Region pointing data
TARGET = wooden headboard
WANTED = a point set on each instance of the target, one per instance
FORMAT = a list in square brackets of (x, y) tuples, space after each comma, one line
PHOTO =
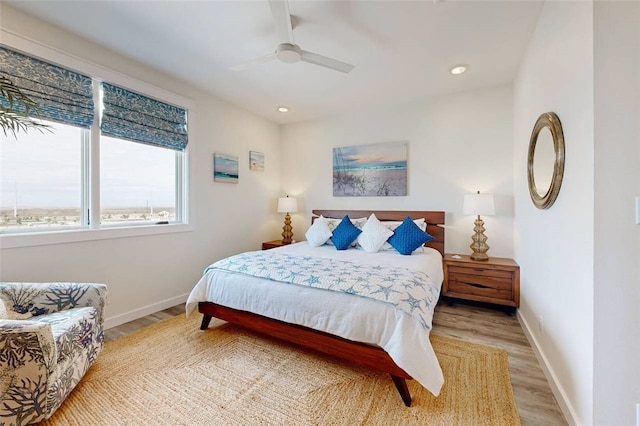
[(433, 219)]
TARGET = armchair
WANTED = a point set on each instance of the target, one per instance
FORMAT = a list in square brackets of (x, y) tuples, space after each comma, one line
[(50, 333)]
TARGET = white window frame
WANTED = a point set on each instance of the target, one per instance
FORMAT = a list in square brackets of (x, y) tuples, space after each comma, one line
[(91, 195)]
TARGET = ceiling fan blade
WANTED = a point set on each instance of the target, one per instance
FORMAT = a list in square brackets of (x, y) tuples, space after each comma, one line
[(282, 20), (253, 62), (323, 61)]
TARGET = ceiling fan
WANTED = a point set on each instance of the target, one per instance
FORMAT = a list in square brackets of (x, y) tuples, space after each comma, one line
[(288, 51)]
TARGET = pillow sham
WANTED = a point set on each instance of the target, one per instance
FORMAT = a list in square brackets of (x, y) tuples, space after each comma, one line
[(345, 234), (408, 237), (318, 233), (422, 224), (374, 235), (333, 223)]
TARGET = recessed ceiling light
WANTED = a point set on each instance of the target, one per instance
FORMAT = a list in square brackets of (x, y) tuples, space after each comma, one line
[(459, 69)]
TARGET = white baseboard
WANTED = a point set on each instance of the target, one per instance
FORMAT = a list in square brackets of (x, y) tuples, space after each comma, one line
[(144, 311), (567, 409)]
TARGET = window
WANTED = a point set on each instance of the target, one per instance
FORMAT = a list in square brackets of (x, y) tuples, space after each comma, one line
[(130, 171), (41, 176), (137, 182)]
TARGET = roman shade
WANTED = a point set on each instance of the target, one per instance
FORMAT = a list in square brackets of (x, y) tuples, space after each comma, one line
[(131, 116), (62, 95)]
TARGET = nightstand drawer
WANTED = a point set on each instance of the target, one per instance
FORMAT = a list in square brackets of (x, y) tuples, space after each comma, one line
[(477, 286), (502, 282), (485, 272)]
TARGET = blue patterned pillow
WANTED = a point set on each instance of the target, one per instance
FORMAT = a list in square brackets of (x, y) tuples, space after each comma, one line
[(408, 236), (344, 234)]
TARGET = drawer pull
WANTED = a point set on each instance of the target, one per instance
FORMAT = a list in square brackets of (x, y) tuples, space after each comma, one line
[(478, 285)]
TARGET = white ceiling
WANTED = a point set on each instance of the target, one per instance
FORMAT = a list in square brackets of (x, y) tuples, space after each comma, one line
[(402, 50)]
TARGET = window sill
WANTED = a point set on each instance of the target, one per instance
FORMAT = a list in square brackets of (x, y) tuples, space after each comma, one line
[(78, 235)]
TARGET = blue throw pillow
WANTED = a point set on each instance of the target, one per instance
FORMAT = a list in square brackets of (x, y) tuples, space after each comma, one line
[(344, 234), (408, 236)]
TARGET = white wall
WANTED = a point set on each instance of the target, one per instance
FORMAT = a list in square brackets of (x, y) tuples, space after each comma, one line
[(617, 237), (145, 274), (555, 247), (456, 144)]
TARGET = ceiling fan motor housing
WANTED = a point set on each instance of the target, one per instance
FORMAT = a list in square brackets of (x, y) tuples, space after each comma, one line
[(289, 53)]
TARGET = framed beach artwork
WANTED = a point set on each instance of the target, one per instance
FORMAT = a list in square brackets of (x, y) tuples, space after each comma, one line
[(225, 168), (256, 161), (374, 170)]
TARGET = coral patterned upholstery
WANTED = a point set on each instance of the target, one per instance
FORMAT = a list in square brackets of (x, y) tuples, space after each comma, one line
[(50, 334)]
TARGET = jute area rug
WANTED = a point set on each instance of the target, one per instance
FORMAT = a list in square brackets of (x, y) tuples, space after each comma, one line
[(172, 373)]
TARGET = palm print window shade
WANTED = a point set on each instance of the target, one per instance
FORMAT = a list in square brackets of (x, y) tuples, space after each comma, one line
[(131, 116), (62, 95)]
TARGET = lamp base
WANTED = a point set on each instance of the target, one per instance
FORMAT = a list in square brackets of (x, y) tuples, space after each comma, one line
==
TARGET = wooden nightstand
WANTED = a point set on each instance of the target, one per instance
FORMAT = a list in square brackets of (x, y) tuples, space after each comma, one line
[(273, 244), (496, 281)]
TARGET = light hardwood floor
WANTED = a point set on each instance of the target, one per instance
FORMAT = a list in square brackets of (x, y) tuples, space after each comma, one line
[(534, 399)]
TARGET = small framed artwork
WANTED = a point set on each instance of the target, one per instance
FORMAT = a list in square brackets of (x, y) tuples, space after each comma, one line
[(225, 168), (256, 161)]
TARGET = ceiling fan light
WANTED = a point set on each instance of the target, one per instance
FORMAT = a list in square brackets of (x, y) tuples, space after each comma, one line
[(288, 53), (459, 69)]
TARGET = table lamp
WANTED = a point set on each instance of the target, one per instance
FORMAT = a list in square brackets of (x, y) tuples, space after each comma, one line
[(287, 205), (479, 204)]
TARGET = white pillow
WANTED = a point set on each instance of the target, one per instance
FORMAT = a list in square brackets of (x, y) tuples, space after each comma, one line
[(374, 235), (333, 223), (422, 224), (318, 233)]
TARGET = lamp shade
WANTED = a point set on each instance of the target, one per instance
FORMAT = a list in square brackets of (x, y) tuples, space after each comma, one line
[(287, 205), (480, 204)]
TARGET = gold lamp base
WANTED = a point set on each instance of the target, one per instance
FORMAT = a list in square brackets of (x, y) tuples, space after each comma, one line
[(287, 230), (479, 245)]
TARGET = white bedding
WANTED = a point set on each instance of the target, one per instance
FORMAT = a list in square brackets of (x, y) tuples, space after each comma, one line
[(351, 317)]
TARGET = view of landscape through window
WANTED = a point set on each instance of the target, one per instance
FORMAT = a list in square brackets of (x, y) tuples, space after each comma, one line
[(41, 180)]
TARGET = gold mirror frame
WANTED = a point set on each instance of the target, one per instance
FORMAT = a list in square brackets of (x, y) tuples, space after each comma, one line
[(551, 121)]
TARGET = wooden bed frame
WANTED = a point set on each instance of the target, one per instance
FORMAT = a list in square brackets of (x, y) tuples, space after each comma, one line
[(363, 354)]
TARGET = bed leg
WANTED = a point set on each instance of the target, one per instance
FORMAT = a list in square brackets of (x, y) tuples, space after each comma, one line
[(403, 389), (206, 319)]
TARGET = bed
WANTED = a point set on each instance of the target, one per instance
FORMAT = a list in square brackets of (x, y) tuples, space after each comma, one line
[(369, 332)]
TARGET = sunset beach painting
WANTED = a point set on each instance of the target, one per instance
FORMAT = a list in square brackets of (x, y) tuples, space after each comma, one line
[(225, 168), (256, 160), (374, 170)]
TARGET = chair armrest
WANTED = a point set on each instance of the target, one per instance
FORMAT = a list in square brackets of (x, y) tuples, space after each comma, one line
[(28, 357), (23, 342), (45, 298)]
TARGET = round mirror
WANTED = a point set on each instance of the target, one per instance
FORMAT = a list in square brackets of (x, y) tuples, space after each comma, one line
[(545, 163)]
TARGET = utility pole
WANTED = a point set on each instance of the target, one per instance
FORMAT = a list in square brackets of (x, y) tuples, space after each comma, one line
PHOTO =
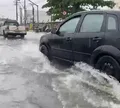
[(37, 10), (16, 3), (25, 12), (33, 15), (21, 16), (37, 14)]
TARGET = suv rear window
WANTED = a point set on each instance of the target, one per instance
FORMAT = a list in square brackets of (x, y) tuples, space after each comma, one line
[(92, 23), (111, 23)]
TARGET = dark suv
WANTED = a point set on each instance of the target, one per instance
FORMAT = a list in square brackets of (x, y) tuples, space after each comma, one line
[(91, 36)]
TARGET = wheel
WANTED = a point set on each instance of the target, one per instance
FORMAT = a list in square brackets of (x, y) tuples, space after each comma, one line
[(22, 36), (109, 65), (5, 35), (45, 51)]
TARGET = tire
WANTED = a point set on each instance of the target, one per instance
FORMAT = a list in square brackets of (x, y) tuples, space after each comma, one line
* * *
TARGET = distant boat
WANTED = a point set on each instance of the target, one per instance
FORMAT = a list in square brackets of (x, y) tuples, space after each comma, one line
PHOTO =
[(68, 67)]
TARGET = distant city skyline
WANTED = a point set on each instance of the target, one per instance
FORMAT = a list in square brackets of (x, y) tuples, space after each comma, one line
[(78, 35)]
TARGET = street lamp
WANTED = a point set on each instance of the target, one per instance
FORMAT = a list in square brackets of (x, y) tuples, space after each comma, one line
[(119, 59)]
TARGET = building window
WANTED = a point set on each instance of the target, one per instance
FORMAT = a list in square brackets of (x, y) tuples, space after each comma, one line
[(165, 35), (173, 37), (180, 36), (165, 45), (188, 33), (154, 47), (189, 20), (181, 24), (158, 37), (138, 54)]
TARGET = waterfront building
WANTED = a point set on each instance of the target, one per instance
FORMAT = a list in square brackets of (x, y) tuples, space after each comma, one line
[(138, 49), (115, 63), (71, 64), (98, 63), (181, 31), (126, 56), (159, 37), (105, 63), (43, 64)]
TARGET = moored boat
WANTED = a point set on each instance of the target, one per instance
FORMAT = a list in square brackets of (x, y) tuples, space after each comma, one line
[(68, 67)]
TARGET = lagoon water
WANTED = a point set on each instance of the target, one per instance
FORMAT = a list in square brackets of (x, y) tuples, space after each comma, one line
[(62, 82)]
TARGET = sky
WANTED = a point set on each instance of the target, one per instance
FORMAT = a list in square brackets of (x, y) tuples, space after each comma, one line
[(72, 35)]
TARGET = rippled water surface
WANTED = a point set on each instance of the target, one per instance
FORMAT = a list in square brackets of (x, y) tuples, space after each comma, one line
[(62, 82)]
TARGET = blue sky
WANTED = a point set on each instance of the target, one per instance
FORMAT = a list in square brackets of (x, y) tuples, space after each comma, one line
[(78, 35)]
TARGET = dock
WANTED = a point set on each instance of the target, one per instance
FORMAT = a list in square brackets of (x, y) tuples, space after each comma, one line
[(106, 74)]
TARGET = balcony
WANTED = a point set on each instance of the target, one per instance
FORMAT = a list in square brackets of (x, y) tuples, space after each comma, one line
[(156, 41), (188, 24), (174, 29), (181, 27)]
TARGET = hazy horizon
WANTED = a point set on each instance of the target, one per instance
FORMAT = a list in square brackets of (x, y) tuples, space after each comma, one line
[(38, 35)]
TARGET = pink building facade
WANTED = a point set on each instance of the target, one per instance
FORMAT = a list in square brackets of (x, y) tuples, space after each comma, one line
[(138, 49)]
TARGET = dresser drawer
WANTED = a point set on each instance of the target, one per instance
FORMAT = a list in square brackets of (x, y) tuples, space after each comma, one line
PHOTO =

■ Required work ■
Retype, exactly and in full, the lines above from the one containing "TARGET = distant city skyline" through the one containing "TARGET = waterfront building".

■ Expected output ■
TARGET = distant city skyline
WANTED = a point set on each instance of the target, one per instance
FORMAT = a list in square brackets of (x, y) tuples, space after each comma, one line
[(78, 35)]
TARGET = street lamp
WANTED = a point set on each instance of the target, one per instance
FORMAT = a list in square brackets of (x, y) tuples, space after each comma, one line
[(119, 59)]
TARGET = building window
WANTED = a point set on each instance of the target, one per instance
FORMAT = a list in square brackets of (x, y) tuples, space after each comma, one line
[(165, 35), (173, 37), (180, 36), (165, 45), (188, 33), (154, 47), (189, 20), (181, 24), (158, 37), (138, 54)]
TARGET = waterfront building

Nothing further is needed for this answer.